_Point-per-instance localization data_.
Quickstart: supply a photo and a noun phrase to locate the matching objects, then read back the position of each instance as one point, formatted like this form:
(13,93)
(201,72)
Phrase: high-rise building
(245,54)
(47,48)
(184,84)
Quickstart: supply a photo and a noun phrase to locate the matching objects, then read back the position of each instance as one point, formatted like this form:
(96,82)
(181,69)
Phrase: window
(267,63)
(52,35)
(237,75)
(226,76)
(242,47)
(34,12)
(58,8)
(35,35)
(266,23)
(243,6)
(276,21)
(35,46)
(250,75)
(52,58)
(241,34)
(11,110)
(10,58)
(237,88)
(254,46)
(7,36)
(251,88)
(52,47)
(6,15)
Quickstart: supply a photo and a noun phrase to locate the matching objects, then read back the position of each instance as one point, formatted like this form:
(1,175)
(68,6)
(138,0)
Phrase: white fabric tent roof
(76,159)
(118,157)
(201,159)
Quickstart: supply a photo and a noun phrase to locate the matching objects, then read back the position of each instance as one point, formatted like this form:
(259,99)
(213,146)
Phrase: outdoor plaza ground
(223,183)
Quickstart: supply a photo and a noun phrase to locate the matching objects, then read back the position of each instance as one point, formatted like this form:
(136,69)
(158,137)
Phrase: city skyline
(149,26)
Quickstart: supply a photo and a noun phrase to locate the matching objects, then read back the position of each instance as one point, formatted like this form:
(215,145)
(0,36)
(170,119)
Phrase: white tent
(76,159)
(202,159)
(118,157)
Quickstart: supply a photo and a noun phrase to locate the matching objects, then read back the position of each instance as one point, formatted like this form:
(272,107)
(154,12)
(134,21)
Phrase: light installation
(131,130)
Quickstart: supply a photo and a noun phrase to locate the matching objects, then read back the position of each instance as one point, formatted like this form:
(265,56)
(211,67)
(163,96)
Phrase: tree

_WHAT NEEDS TO BE DONE_. The response should consist of all the entries, transcribed exactly.

_EXPECTED OUTPUT_.
Quickstart: supply a photo and a noun phrase to locate the matching objects, then read back the position of each instance as one point, formatted like this form:
(13,93)
(201,72)
Phrase: high-rise building
(245,54)
(47,48)
(184,84)
Quickstart: supply a photo and a noun phrase to locate the matching objects, then read back the position of each instance as one point, formatted like this form:
(96,82)
(181,69)
Phrase: window
(267,63)
(52,35)
(237,75)
(226,76)
(242,47)
(34,12)
(58,8)
(35,35)
(266,23)
(243,6)
(276,21)
(35,46)
(250,75)
(52,58)
(241,34)
(11,110)
(10,58)
(237,88)
(254,46)
(7,36)
(251,88)
(52,47)
(6,15)
Quickstart: supply a photo and a noun phrase to locate the matching objects, then read back the position of each instance as one point, formatted like this form:
(1,175)
(68,6)
(138,0)
Phrase: white fabric tent roof
(76,159)
(118,157)
(201,159)
Quickstart: supply a photo and a noun phrase to locate the matching objects, then read back the position of each instance as one point, formatted like this form:
(259,99)
(213,146)
Phrase: outdoor plaza ground
(223,183)
Quickstart: supply a photo and a noun phrase to locate the matching objects, then read back the position of each instance as one point, formatted like this form:
(136,69)
(158,137)
Phrase: city skyline
(149,26)
Quickstart: supply a photo and a noun phrase to locate the matching objects, then read back the position of each instance as one point, formatted like this form:
(215,145)
(0,36)
(170,119)
Phrase: white tent
(76,159)
(202,159)
(118,157)
Quickstart: supply a photo and a noun phrase to locate the matching objects, then read back the position of each instance as one point, formatted like this form:
(272,107)
(154,12)
(134,21)
Phrase: light installation
(131,130)
Quickstart: supply a photo and a noun phrase to locate the matching objects, then read back the position of each instance as one point, formatted like this form:
(265,56)
(211,67)
(163,96)
Phrase: tree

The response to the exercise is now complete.